## Set exercise
Could you repeat the records below word for word, without changing a single line?

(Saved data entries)
* * *

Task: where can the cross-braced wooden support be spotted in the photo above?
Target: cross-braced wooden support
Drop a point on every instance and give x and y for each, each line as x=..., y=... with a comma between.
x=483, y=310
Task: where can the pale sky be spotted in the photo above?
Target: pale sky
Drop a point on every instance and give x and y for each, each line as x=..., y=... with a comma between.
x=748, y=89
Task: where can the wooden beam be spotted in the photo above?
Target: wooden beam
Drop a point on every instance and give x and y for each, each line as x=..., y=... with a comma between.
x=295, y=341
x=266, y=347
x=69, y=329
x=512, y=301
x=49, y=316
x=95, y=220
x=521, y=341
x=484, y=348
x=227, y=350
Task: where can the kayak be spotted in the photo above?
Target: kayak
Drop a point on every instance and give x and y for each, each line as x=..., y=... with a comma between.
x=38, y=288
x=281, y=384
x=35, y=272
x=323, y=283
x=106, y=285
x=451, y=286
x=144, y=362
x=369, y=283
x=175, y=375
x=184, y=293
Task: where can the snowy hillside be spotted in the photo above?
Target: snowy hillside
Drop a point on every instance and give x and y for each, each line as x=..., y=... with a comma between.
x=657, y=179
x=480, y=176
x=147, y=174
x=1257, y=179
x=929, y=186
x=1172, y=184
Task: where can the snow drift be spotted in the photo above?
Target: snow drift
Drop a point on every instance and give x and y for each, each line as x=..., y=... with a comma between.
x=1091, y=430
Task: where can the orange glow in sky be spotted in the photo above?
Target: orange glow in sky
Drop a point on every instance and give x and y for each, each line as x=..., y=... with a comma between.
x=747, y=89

* * *

## Result of this exercise
Task: where can the cross-braced wooden support be spotted in the photo above?
Target: cross-braced wooden support
Drop a point on every instance and give x and y for each, each line as x=..., y=... with a comma between.
x=483, y=310
Task: where can the pale sky be spotted in the photo above?
Target: pale sky
Drop a point on every instance and give x and y for each, each line as x=..., y=... with a comma between.
x=748, y=89
Task: where can the wooden beam be spotted in the photo above?
Target: wooden beam
Drop a point on every instance and give x and y for each, each line as x=..., y=... with a comma between.
x=295, y=341
x=266, y=347
x=69, y=329
x=512, y=301
x=49, y=316
x=95, y=220
x=521, y=341
x=484, y=348
x=227, y=350
Task: where can the kayak be spotted in the photo above?
Target: kayak
Drop a point on every instance and give x and y for each, each line as x=..., y=... with a comma between.
x=38, y=288
x=281, y=384
x=35, y=272
x=323, y=283
x=106, y=285
x=451, y=286
x=144, y=362
x=369, y=283
x=175, y=375
x=184, y=293
Task: where can the snowy hillside be spotted in the photo above?
Target: snowy hillside
Drop a point on every instance and give x and y for each, each line as x=..., y=... with a comma between.
x=657, y=179
x=480, y=176
x=147, y=174
x=1257, y=179
x=929, y=186
x=1172, y=184
Task: where can the snow drift be spotted in the photo above?
Target: snow drift
Drop a point on every instance and give x and y for each, each line as x=..., y=... with a comma between.
x=1091, y=430
Task: where can the orange glow in sky be spotted in the photo above?
Target: orange glow in sky
Drop a point on every instance and give x and y for each, each line as x=..., y=... with a comma between.
x=747, y=89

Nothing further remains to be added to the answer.